Retype each of the rows below line for line, changing nothing.

Contour labeling rows
## Start

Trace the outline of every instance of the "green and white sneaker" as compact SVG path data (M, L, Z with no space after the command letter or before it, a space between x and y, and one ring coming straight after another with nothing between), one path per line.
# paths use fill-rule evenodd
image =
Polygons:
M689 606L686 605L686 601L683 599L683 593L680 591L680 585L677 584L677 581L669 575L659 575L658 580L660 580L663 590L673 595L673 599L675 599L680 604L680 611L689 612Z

## End

Complete response:
Trace the outline of every instance of the "green and white sneaker" as compact SVG path data (M, L, Z with no space after the command letter or before it, a space between x and y, and one ring coming straight after another with nothing between), one path per line.
# paths use fill-rule evenodd
image =
Polygons:
M689 606L686 605L686 601L683 599L683 593L680 591L680 585L677 584L677 581L669 575L659 575L658 580L660 580L663 590L673 595L673 599L675 599L680 604L680 611L689 612Z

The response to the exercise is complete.